Directions »
1. Swap "rivals" for "opponents" and write out again the part of the paper digest that opens with the words containing "What happens when" and closes with "observations genuinely instructive.".
2. In the paper digest, which trading board game is SidConArena built on?
3. Carry on the paper digest about the SidConArena benchmark from the point where it stops.

Exercise passage »
PAPER-DIGEST · 2026-06-30

Feng et al.: Can LLM Agents Bargain Well in a Trading Game? — Fukai Reads

SidConArena, a mixed-motive negotiation benchmark based on Sidereal Confluence

TL;DR

What happens when you drop large language models (LLMs — AI systems trained on huge amounts of text to read and write) into an economic game where they must haggle with rivals? This paper, from a Tsinghua University team, introduces SidConArena, an evaluation environment built on the trading board game Sidereal Confluence. Players pool resources, refine them through converters, and finally fight over permanent assets in an auction.

The short version: strong models like GPT-5 and Gemini-3-Flash-Preview do post higher economic scores. But when the authors comb through the game logs, three weaknesses recur — agents misprice resources even while following the rules, they bargain passively and too politely, and they plan badly over long horizons. For anyone building games who wants to use AI as a negotiation opponent or playtester, I find these observations genuinely instructive.

Introduction

The authors are Yeqi Feng, Yuxin Chen, and Tianxing He (Feng and Chen are co-first authors with equal contribution; He is corresponding), all at the Institute for Interdisciplinary Information Sciences (IIIS), Tsinghua University. The work is posted on arXiv (a server for free preprints — papers shared before peer review) as arXiv:2606.27397, classified mainly under cs.MA (multi-agent systems) and cross-listed in cs.AI and cs.GT (computer science and game theory). It appeared as a new listing in late June 2026 and has most likely not yet passed peer review — worth stating up front.

Record excerpts »
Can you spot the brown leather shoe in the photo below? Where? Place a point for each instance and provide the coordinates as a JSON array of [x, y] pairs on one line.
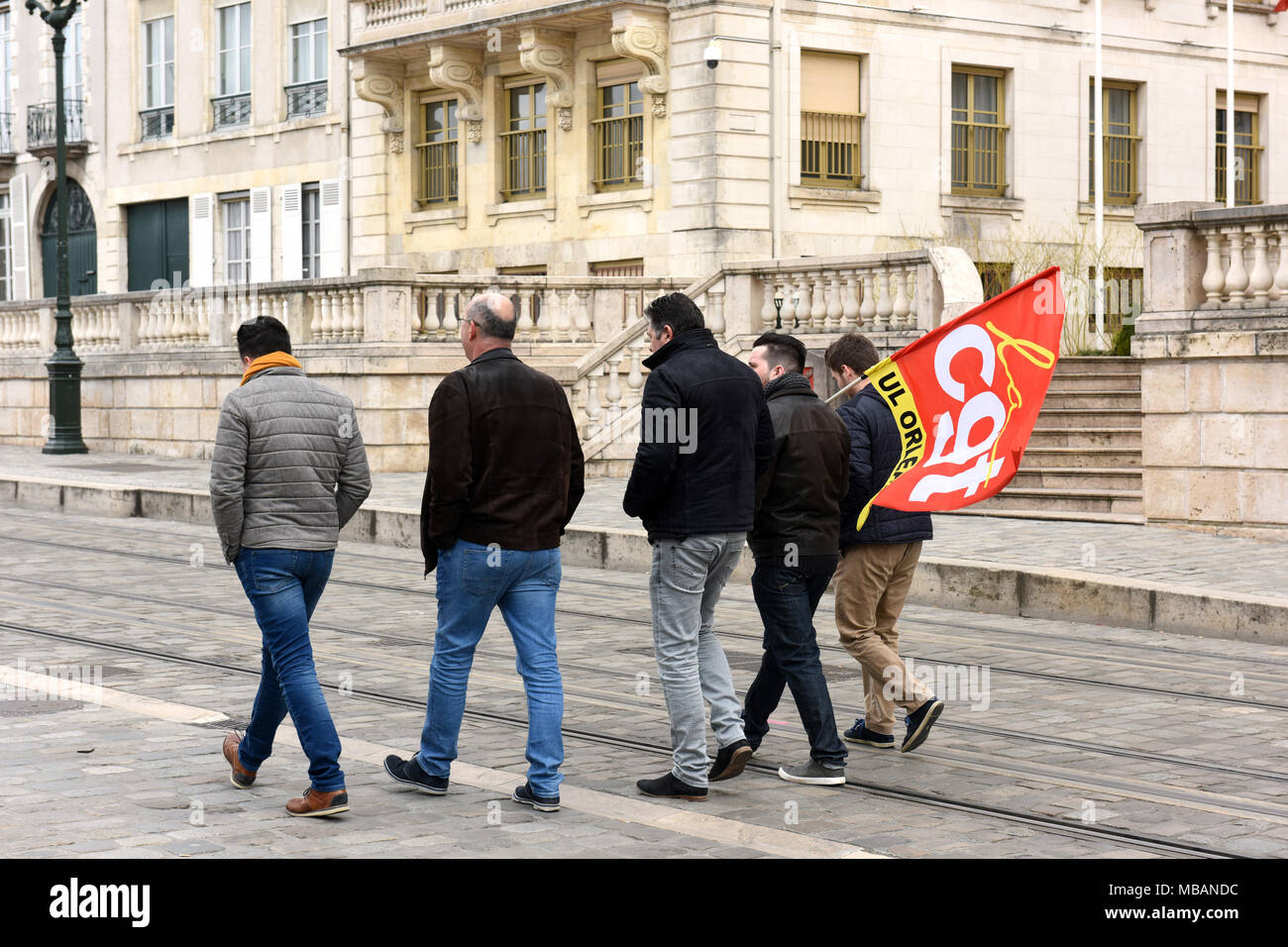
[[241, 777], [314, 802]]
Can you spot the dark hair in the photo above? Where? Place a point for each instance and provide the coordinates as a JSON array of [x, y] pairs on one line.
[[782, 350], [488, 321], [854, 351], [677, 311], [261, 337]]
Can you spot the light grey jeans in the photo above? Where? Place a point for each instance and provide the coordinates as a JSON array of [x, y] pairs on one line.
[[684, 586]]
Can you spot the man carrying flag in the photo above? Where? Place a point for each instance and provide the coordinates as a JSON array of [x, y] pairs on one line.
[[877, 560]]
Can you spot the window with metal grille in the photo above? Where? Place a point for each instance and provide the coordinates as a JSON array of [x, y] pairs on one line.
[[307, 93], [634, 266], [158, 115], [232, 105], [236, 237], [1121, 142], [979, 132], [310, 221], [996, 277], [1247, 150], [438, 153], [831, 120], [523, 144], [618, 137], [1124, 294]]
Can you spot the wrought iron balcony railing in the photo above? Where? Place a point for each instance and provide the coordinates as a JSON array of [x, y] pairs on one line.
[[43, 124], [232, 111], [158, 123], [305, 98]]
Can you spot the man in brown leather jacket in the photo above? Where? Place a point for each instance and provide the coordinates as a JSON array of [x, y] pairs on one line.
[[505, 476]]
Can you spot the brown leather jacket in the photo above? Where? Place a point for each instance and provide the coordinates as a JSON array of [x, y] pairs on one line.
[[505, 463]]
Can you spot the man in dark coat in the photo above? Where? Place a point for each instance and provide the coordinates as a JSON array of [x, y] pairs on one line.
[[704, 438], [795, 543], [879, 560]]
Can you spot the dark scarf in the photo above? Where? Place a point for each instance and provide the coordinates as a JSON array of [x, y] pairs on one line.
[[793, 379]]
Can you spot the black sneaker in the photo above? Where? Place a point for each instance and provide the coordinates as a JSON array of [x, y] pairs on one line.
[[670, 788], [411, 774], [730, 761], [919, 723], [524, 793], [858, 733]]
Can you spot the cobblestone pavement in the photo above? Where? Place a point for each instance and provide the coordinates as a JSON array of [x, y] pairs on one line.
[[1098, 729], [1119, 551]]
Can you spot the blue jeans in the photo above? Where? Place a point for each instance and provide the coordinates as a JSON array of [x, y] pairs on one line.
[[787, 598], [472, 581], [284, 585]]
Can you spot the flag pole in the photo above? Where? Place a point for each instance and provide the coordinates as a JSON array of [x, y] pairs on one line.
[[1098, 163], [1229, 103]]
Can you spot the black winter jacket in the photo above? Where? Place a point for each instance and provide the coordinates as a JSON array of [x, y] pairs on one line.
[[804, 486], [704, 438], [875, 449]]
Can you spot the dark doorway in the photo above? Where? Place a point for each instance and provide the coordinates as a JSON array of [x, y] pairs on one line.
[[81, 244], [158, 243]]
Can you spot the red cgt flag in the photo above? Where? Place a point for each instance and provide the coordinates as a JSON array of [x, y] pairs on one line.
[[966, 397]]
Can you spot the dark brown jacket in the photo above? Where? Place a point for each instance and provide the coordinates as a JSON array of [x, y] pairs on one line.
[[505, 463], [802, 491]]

Responses to the tasks »
1.
What happens when you drop large language models (LLMs — AI systems trained on huge amounts of text to read and write) into an economic game where they must haggle with opponents? This paper, from a Tsinghua University team, introduces SidConArena, an evaluation environment built on the trading board game Sidereal Confluence. Players pool resources, refine them through converters, and finally fight over permanent assets in an auction.

The short version: strong models like GPT-5 and Gemini-3-Flash-Preview do post higher economic scores. But when the authors comb through the game logs, three weaknesses recur — agents misprice resources even while following the rules, they bargain passively and too politely, and they plan badly over long horizons. For anyone building games who wants to use AI as a negotiation opponent or playtester, I find these observations genuinely instructive.

2. Sidereal Confluence

3.
Why pick it today? I translate papers for people who make puzzles and games, and recent AI benchmarks have leaned toward 'can it solve a problem with one right answer' or 'can it win a zero-sum game.' This paper takes on a cooperative-yet-competitive economy where winning is not simple — and because its subject is a real trading board game, it felt readable through the vocabulary of design. So I printed it out and went at it with a red pen and strong hot coffee.

Background

Start with the motivation. Many past attempts to evaluate LLM agents have been static — answer a fixed question set — which also risks 'contamination' (when evaluation problems quietly leak into training, making a model look better than it is). The authors argue the real test of an agent shows up in settings that are dynamic, only partially visible, and socially interactive.

Sidereal Confluence is a board game in which alien species trade resources to grow their civilizations. Each player wants to run their 'converters' (devices that turn one resource into another) but lacks enough raw material alone — the authors call this an 'Inherent Deficiency.' So players negotiate to swap resources. Crucially this is not zero-sum: good trades make everyone richer, a 'positive-sum' structure.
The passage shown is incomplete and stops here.